Problem requirements:
As soon as the line containing "pixel 270 118" appears in the material below, start returning lines exactly, and end with the line containing "pixel 227 193".

Records provided:
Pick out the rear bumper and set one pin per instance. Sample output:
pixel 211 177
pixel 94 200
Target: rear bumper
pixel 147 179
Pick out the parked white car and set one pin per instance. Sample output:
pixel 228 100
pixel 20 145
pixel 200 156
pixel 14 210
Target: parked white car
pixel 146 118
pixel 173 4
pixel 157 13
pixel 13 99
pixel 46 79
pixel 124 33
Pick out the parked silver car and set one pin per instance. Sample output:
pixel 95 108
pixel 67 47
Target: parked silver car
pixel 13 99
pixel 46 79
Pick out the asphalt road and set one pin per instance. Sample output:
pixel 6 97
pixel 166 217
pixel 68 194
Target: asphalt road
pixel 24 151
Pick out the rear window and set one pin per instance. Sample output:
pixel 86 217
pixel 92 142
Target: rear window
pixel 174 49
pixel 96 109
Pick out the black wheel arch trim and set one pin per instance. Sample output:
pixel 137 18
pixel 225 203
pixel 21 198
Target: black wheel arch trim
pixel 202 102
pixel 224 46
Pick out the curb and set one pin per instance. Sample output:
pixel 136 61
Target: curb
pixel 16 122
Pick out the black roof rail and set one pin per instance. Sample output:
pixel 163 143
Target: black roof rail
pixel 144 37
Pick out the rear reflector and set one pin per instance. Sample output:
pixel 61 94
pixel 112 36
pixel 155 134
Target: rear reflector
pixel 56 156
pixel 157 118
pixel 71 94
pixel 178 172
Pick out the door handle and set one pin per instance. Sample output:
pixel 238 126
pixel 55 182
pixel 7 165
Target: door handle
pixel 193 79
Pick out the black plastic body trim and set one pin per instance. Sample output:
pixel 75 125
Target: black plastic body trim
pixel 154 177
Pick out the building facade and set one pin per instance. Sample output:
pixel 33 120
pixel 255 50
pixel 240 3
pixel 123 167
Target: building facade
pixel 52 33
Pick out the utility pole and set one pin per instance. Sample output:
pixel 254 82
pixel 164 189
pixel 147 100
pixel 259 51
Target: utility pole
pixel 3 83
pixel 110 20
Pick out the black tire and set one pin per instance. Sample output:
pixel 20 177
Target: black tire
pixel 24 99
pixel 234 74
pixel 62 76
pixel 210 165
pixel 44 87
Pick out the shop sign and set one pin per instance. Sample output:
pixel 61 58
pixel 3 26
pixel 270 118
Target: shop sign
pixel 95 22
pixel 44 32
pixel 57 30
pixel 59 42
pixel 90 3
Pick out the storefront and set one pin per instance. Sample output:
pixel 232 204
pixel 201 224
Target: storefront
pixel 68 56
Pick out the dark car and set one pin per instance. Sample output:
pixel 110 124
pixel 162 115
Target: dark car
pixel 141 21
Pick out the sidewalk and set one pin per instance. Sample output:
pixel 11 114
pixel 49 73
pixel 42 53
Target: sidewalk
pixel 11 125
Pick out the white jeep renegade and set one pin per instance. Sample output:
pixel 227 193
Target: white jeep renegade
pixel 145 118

Result:
pixel 270 118
Target: shop sign
pixel 95 22
pixel 44 32
pixel 57 30
pixel 59 42
pixel 90 3
Pick out the storefront and set one pin per instance. Sample output:
pixel 232 204
pixel 201 224
Target: storefront
pixel 68 56
Pick out the dark car and set one pin per instance. Sample output:
pixel 110 124
pixel 162 115
Target: dark car
pixel 141 21
Pick out the sidewalk and set one pin per instance. Sample output:
pixel 11 114
pixel 49 73
pixel 42 53
Target: sidewalk
pixel 11 125
Pick out the white jeep renegade and set one pin per instance. Sample output:
pixel 227 193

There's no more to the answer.